Punakaiki, West Coast, New Zealand : Official Tourism Website

Creative

Punakaiki and surrounds provide inspiration for painters, poets, potters, printmakers, music makers and many other creatives.


Fiona McDonald

Fiona McDonald is a multidisciplinary artist and alchemist who creates jewellery and a boutique range of skincare.
She also paints New Zealand landscapes and birds, inspired by the deep connection she has with the wild natural environment in which she lives.

Website

Evelyn Hewlett

I work in the hope that the feeling of Punakaiki comes up through the soles of my feet to arrive in my paintings as some sort of aesthetic disclosure; new to me and the world. I have lived most of my life here and have two children and a Master of Fine Art in Painting (with distinction) from Canterbury University.
--*--
[PARTS OF THE EXERCISE]
a) Reproduce the passage of the Punakaiki creatives page from "Punakaiki, West Coast, New" up to and including "range of skincare.".
b) Pick up the Punakaiki creatives page after its final sentence and carry it further.

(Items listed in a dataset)
--*--
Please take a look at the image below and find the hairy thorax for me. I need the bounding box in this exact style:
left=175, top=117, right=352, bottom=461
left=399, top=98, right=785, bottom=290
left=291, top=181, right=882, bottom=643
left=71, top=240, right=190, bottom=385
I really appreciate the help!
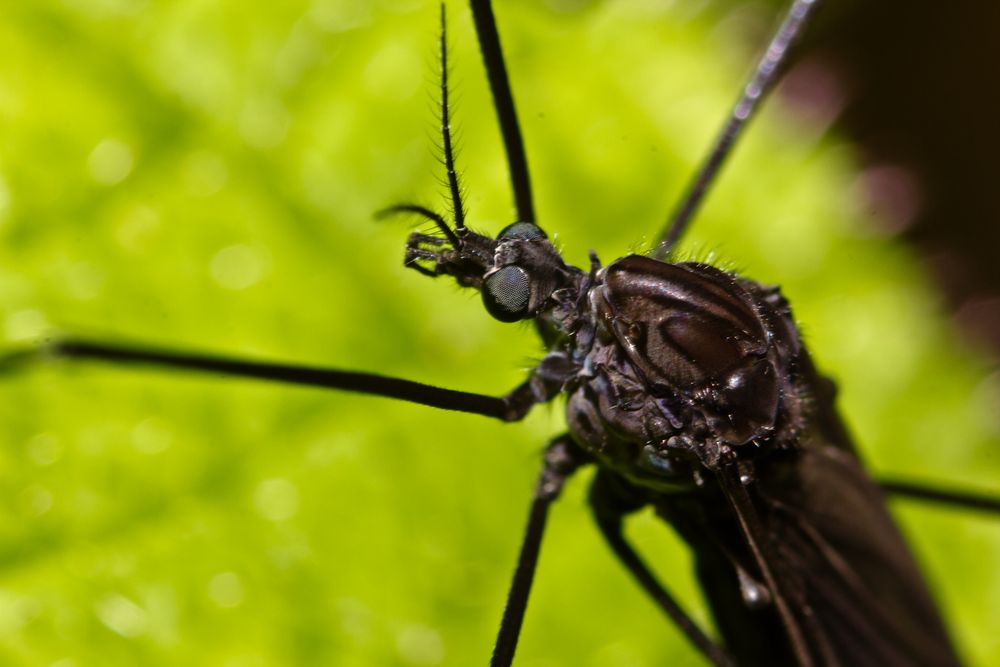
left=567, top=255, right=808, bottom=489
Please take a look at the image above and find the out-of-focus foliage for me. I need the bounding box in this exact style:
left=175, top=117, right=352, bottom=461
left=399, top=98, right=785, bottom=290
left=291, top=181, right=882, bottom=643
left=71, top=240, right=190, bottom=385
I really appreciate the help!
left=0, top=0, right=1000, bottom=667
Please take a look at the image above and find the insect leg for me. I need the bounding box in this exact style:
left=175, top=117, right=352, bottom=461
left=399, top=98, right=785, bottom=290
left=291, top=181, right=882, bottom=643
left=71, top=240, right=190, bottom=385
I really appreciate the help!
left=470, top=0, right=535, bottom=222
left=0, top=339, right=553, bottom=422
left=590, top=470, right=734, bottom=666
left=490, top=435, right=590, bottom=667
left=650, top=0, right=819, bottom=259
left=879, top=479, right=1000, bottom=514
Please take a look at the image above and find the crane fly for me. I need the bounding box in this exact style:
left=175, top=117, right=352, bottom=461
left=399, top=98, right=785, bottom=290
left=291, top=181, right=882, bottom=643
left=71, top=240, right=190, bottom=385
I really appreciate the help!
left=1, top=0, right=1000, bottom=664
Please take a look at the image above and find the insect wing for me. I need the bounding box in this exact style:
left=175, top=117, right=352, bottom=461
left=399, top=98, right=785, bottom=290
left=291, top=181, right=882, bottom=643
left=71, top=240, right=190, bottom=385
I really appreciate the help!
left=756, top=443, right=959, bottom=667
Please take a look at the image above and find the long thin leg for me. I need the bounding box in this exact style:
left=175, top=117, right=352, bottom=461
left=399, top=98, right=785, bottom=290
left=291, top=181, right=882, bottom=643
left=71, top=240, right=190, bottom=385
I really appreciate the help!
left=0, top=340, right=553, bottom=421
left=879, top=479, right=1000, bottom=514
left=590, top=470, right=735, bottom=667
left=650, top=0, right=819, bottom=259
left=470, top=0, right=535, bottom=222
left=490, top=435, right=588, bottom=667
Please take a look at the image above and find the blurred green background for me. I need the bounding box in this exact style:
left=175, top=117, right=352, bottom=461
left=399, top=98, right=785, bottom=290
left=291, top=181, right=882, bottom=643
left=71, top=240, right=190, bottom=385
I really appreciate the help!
--*--
[RESULTS FOR THE EXERCISE]
a)
Punakaiki, West Coast, New Zealand : Official Tourism Website

Creative

Punakaiki and surrounds provide inspiration for painters, poets, potters, printmakers, music makers and many other creatives.


Fiona McDonald

Fiona McDonald is a multidisciplinary artist and alchemist who creates jewellery and a boutique range of skincare.

b)
Review excerpt:
Evelyn Hewlett’s exhibition is a constantly surprising and rewarding visual experience of mixed media paintings. In ‘Above as Below’ the painting fluctuates between an apparent chaotic organisation of forms (highly unstable but animated) and a beautifully constructed equilibrium of shape and colour.’
Warren Feeney Review; ‘Otututuism’ Left Bank Gallery, Grey Star

Email: hewlett.evelyn817@gmail.com

Trevor Hayes

“Mostly I am inspired by the absurdity of our existence. In my poetry I am trying to make sense of it all while simultaneously trying, as Talking Heads might have it, to ‘stop making sense’.”
Trev has published a book of his poetry Two Lagoons with Seraph Press. His poems have also been published in Sport, Landfall and other literary magazines.

Review of Two Lagoons

Anna Priluka

Anna is a painter and printmaker.
Her works are ecosystems on a small scale. Using traditional botanical and natural history illustration as a starting point, each relies on a range of sources – from ecological surveys or botanical identification manuals to recipes and gardening books.
They seek to celebrate the wonderful diversity and beautiful strangeness of New Zealand’s natural environment, while at the same time reminding us of the fragility that is inherent in such complex, interdependent systems.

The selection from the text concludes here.